* [Document passage]:
-=-=-=-=-

Subscription Agreement

 

In connection with the Closing, on the Closing Date, the Company entered into a Subscription Agreement (the “SA”) with PSH on terms substantially similar to the terms set forth in the equity commitment letter, dated as of December 17, 2025, by and between the Company and PSH (the “Equity Commitment Letter”). Pursuant to the SA, the Company issued and sold Series A Non-voting Exchangeable Perpetual Preferred Stock, par value $0.01 per share (the “Preferred Stock”) to PSH for an aggregate purchase price of $1.0 billion.

 

Pursuant to the SA, PSH has a right of first refusal with respect to any proposed secondary sale of any equity securities of Buyer (including any instruments convertible into such equity) to any third party. The right of first refusal permits PSH to purchase any of those equity securities from the Company or Buyer on the terms and conditions offered to the other third party. In the event the exercise of the right of first refusal would cause PSH to exceed the Ownership Cap (as defined below), the underlying proposed sale shall require the consent of a majority-in-interest of the holders of Preferred Stock.

 

 

 

 

Certificate of Designations of the Preferred Stock

 

Each share of Preferred Stock issued to PSH pursuant to the SA has the powers, designations, preferences and other rights as set forth in the Certificate of Designations of the Preferred Stock filed by the Company with the Secretary of State of the State of Delaware on the Closing Date (the “Certificate of Designations”).

 

Ranking

 

The Preferred Stock will rank pari passu with all of the Company’s common stock, including with respect to payment rights and liquidation.

 

Voting Rights

 

Except as required by law and subject to certain protective provisions in the Certificate of Designations, the holders of the Preferred Stock will not have any voting rights.

 

Dividends

 

A majority of Disinterested Directors (as defined in the Certificate of Designations) of the Board may declare dividends on the Preferred Stock, and if declared, such dividends will be paid out of the assets of the Company legally available for the payment of dividends. Such declared dividends may not exceed the pro rata cash dividends or distributions actually received by the Company from Vantage (through Buyer).

-=-=-=-=-

* [Data records]:
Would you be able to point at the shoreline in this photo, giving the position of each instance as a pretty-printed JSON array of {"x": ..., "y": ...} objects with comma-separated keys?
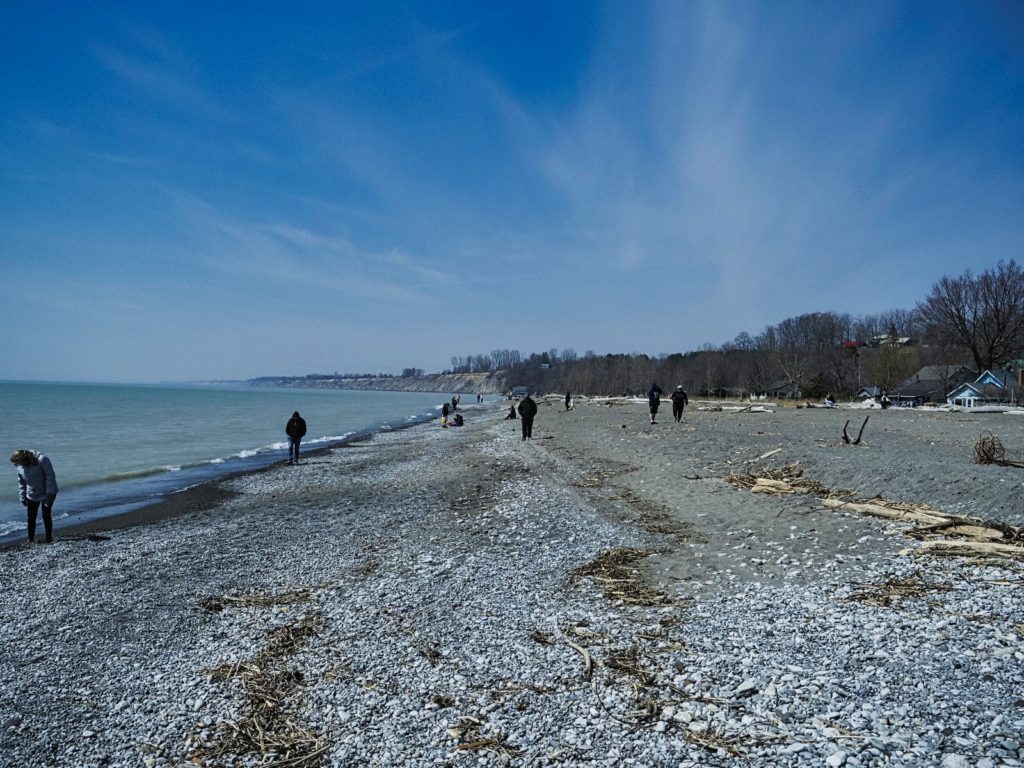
[
  {"x": 596, "y": 595},
  {"x": 200, "y": 497}
]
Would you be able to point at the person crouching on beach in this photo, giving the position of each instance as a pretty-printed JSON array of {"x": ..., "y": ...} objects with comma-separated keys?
[
  {"x": 296, "y": 430},
  {"x": 679, "y": 401},
  {"x": 527, "y": 410},
  {"x": 38, "y": 485}
]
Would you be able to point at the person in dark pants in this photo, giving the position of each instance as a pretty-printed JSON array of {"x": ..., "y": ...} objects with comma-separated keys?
[
  {"x": 654, "y": 400},
  {"x": 679, "y": 402},
  {"x": 37, "y": 487},
  {"x": 527, "y": 410},
  {"x": 296, "y": 430}
]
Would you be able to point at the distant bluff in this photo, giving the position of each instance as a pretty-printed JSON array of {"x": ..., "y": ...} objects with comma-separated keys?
[{"x": 485, "y": 383}]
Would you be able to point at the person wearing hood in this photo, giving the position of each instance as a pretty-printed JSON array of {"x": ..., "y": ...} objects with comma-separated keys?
[
  {"x": 38, "y": 487},
  {"x": 653, "y": 400},
  {"x": 296, "y": 430},
  {"x": 679, "y": 402},
  {"x": 527, "y": 410}
]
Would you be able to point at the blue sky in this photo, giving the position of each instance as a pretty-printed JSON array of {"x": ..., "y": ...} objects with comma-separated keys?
[{"x": 200, "y": 190}]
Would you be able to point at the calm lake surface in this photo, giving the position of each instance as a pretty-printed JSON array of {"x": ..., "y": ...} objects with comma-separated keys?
[{"x": 116, "y": 448}]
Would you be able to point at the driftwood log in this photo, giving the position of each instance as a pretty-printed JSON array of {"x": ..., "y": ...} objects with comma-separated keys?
[{"x": 846, "y": 437}]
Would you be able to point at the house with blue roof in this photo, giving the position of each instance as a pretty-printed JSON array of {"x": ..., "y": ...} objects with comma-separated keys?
[{"x": 999, "y": 387}]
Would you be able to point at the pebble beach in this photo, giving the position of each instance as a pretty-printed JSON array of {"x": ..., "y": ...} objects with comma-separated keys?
[{"x": 601, "y": 595}]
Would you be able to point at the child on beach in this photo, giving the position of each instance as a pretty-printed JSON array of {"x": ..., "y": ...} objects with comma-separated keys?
[{"x": 38, "y": 487}]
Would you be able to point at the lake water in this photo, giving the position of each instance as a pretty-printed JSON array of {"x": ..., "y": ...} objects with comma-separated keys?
[{"x": 116, "y": 448}]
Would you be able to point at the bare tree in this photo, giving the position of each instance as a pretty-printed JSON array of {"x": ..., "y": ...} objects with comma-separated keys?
[{"x": 984, "y": 314}]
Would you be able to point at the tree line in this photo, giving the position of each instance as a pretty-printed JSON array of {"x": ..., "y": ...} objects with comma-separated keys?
[{"x": 972, "y": 320}]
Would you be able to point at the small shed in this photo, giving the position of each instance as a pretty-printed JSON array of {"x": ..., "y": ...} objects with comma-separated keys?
[{"x": 966, "y": 395}]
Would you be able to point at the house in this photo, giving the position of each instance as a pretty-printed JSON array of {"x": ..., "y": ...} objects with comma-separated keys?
[
  {"x": 998, "y": 387},
  {"x": 784, "y": 390},
  {"x": 930, "y": 384},
  {"x": 889, "y": 340}
]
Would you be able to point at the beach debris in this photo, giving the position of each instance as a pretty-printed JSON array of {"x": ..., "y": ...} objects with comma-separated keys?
[
  {"x": 261, "y": 599},
  {"x": 714, "y": 741},
  {"x": 614, "y": 572},
  {"x": 846, "y": 437},
  {"x": 883, "y": 594},
  {"x": 467, "y": 730},
  {"x": 544, "y": 638},
  {"x": 942, "y": 534},
  {"x": 955, "y": 548},
  {"x": 989, "y": 450},
  {"x": 588, "y": 663},
  {"x": 783, "y": 480},
  {"x": 766, "y": 455},
  {"x": 268, "y": 726}
]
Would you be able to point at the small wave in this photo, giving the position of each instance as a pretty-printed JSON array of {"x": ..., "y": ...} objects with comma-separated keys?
[{"x": 136, "y": 474}]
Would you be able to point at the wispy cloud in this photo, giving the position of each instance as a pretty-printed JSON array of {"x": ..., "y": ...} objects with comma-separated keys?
[
  {"x": 282, "y": 254},
  {"x": 163, "y": 74}
]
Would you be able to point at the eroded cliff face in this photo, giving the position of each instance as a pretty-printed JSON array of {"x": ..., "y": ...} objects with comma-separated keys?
[{"x": 493, "y": 383}]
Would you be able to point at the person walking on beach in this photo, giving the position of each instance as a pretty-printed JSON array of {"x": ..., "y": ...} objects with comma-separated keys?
[
  {"x": 37, "y": 486},
  {"x": 654, "y": 400},
  {"x": 527, "y": 410},
  {"x": 296, "y": 430},
  {"x": 679, "y": 402}
]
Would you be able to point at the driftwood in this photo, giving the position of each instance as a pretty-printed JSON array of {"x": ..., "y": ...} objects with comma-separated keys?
[
  {"x": 990, "y": 450},
  {"x": 887, "y": 512},
  {"x": 588, "y": 663},
  {"x": 974, "y": 536},
  {"x": 957, "y": 548},
  {"x": 846, "y": 437},
  {"x": 966, "y": 536}
]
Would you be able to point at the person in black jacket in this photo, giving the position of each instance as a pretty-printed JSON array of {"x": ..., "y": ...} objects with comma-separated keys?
[
  {"x": 679, "y": 401},
  {"x": 296, "y": 430},
  {"x": 653, "y": 399},
  {"x": 527, "y": 410}
]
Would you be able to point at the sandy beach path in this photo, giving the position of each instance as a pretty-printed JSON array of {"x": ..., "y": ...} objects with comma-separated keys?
[{"x": 440, "y": 598}]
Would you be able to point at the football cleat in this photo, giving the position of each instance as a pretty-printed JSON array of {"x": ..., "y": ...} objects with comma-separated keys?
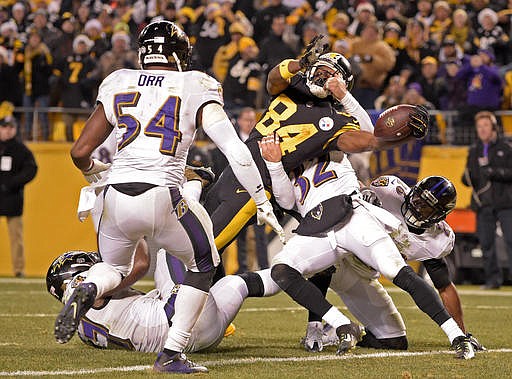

-=-=-=-=-

* [Set exercise 1]:
Reproduce the part of the subscription agreement excerpt that opens with the words containing "Each share of" and closes with "rights and liquidation.".
* [Set exercise 2]:
Decide whether each statement agrees with the subscription agreement excerpt, answering yes or no and quoting the deciding words: (a) The Preferred Stock was sold to PSH for an aggregate purchase price of $1.0 billion. (b) Holders of the Preferred Stock have voting rights in all matters. (c) The Preferred Stock ranks senior to the Company's common stock.
* [Set exercise 3]:
According to the subscription agreement excerpt, what is the date of the equity commitment letter between the Company and PSH?

* [Expected output 1]:
Each share of Preferred Stock issued to PSH pursuant to the SA has the powers, designations, preferences and other rights as set forth in the Certificate of Designations of the Preferred Stock filed by the Company with the Secretary of State of the State of Delaware on the Closing Date (the “Certificate of Designations”).

 

Ranking

 

The Preferred Stock will rank pari passu with all of the Company’s common stock, including with respect to payment rights and liquidation.

* [Expected output 2]:
(a) Yes: "for an aggregate purchase price of $1.0 billion"
(b) No: "the holders of the Preferred Stock will not have any voting rights"
(c) No: "will rank pari passu with all of the Company’s common stock"

* [Expected output 3]:
December 17, 2025